**EXERCISE GOAL:**
Write out the listing below from the line containing "For every instance of the man's arm, find" to its last line, unaltered, ends included.

Start of Block

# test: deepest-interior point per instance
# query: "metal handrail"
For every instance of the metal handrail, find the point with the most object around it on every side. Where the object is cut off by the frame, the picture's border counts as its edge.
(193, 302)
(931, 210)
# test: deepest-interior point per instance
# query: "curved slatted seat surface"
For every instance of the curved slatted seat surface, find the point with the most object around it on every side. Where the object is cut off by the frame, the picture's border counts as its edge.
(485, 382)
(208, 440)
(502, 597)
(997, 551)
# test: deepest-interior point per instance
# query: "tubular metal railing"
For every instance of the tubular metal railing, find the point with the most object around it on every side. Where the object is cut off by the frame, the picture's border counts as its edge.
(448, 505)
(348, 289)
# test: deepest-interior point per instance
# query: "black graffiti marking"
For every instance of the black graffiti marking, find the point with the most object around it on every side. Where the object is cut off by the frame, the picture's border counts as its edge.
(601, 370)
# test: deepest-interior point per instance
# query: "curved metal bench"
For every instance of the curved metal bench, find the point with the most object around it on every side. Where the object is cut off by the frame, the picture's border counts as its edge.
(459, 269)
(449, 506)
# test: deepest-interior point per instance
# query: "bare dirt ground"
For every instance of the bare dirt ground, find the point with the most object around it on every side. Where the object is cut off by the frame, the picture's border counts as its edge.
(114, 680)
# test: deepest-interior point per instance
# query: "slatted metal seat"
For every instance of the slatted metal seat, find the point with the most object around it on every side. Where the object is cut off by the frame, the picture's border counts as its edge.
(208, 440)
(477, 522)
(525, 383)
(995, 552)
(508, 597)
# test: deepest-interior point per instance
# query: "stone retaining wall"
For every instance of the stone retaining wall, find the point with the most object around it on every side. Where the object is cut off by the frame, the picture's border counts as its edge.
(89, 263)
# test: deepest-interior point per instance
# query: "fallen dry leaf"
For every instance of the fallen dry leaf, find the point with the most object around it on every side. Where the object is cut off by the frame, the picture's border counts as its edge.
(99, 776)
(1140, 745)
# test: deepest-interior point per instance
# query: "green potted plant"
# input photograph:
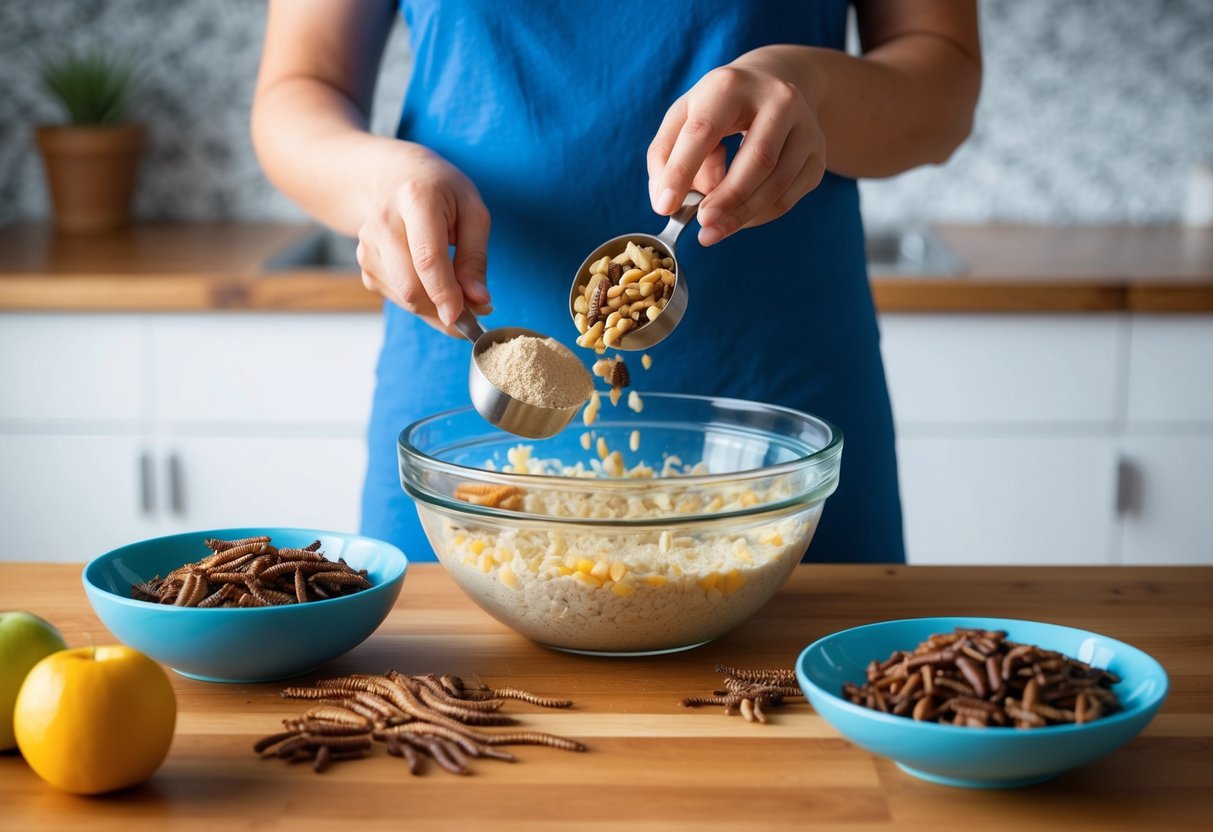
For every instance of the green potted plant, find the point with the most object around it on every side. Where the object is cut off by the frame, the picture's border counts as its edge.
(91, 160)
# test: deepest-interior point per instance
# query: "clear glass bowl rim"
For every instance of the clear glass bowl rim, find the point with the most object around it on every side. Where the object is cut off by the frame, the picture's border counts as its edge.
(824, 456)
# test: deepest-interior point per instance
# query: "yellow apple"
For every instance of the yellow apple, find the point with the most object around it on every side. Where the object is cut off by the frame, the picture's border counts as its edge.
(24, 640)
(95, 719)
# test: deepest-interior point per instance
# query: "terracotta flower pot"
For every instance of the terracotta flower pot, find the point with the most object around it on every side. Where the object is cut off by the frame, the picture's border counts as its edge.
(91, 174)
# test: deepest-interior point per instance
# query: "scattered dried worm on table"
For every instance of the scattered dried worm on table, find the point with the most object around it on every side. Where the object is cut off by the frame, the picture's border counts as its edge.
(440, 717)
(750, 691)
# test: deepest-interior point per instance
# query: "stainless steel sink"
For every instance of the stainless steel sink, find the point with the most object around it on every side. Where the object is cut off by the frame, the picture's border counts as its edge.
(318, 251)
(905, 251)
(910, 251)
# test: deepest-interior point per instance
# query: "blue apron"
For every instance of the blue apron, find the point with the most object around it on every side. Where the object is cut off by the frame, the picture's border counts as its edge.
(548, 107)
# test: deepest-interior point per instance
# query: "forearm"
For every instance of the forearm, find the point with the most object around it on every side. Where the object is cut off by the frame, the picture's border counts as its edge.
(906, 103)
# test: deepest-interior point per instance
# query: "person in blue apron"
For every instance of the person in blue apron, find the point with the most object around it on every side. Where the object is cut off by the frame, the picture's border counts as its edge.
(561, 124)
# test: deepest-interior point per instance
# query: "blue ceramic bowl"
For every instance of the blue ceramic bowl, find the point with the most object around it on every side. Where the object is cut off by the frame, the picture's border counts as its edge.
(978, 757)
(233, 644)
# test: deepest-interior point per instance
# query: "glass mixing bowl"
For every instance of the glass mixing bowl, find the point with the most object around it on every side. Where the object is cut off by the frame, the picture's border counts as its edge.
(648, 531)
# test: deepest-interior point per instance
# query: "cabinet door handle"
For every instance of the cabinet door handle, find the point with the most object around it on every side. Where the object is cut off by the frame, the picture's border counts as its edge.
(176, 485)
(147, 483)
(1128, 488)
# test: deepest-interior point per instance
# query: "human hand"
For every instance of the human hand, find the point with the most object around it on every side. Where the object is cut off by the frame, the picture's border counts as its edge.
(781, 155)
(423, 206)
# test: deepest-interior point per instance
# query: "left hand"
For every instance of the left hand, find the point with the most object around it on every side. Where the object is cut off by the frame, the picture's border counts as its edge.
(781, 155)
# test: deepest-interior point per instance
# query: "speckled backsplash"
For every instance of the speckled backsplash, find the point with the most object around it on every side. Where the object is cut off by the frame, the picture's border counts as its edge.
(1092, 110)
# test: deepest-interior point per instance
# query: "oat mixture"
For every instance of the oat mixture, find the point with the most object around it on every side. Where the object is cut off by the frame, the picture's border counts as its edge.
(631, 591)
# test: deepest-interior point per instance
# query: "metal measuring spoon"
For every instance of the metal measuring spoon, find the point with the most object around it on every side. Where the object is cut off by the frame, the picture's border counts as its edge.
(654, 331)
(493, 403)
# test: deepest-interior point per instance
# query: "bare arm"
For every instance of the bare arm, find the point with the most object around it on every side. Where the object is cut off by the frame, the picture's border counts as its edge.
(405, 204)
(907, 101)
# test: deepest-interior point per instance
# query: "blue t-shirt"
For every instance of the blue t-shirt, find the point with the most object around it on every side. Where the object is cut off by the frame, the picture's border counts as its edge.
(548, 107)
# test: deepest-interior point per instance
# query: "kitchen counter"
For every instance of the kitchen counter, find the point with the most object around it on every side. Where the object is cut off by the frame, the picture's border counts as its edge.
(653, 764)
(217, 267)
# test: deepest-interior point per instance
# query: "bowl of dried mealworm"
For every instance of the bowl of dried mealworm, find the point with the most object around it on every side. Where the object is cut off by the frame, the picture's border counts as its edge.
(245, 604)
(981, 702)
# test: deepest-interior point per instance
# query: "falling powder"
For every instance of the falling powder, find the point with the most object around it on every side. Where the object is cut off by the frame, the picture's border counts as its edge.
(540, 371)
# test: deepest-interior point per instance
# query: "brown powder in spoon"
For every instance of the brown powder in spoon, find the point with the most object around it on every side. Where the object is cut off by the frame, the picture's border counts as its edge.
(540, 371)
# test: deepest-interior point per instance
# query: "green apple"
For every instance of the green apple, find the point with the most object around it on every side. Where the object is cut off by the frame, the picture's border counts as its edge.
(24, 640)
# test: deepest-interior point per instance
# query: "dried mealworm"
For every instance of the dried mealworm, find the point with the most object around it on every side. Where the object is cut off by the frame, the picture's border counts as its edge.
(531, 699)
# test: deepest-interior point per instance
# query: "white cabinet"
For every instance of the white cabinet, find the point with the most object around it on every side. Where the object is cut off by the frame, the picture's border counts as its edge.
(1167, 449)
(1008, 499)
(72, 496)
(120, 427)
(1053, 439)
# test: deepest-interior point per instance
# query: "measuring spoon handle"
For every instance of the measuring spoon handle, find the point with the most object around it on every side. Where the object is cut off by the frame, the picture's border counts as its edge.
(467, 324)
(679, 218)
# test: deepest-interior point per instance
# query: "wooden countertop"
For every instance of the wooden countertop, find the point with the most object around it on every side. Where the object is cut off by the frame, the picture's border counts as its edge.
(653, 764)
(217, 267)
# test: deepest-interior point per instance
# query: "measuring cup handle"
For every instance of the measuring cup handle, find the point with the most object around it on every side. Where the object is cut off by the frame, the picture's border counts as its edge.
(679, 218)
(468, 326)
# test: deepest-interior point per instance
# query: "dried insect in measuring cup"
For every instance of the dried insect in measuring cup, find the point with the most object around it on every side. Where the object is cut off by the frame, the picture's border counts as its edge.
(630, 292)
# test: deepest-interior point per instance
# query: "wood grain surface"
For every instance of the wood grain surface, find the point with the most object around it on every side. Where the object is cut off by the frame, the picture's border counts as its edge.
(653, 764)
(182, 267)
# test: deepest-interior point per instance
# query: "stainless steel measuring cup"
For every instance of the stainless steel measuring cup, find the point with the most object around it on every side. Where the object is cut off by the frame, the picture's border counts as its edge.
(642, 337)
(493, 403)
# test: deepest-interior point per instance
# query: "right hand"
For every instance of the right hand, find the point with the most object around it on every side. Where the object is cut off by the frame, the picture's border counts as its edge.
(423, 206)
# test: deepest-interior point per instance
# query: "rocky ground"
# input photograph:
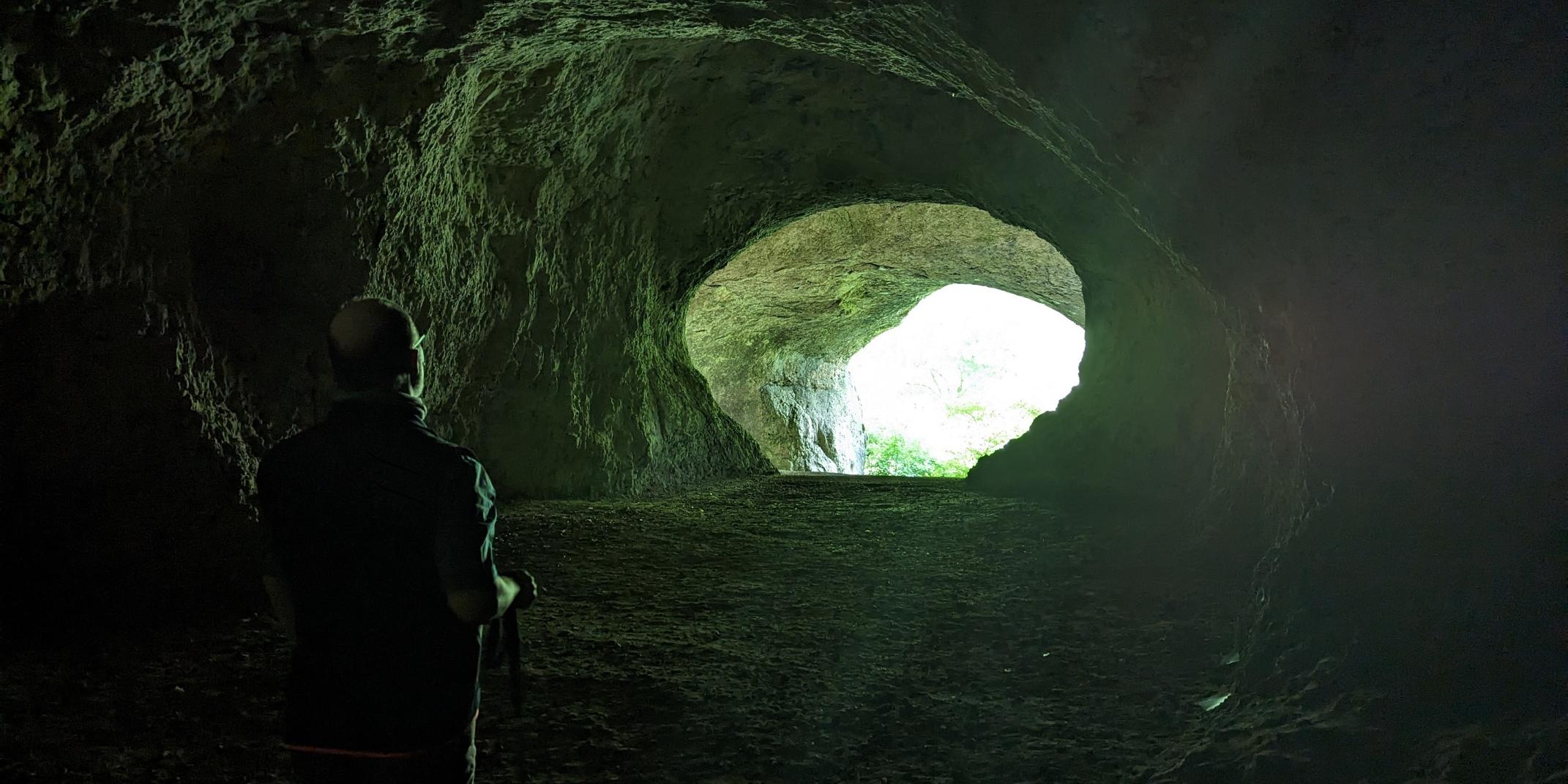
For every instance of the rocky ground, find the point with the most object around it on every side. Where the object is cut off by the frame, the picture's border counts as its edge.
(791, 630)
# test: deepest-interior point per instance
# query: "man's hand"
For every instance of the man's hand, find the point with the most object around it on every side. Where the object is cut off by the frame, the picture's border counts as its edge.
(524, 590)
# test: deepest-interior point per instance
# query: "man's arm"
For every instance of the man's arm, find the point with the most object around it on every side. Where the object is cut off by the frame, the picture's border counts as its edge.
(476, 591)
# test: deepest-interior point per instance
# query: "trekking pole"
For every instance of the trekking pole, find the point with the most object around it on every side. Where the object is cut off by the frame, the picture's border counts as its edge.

End of Block

**ANSWER SECTION:**
For every instance of the man's arm, find the point with the most object around it on every side. Where the object is cut off by the frame, the picture's border counts as its edge.
(476, 591)
# test: deepest-interior point per instance
# query: "trekking pole"
For every instance of the trekking pole, find the point with the most object around it on every side. Where the object is cut off by the frame, the picture's border counts as its edge.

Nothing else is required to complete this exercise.